═══ STORED RECORDS ═══

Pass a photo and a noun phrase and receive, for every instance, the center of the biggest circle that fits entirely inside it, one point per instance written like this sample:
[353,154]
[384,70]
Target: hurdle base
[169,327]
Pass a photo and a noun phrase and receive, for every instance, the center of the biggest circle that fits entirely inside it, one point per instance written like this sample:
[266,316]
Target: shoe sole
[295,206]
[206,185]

═══
═══ STORED RECORDS ═══

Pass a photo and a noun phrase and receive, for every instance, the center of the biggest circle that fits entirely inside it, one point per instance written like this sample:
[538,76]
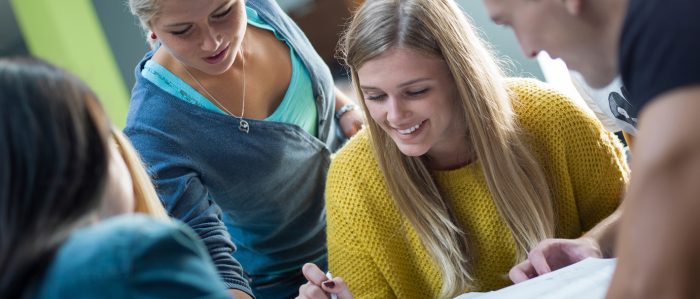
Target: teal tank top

═══

Count the lines in the entries above that contain the string "Target", with uppercase and lowercase treated as different. Reply with the number alone.

3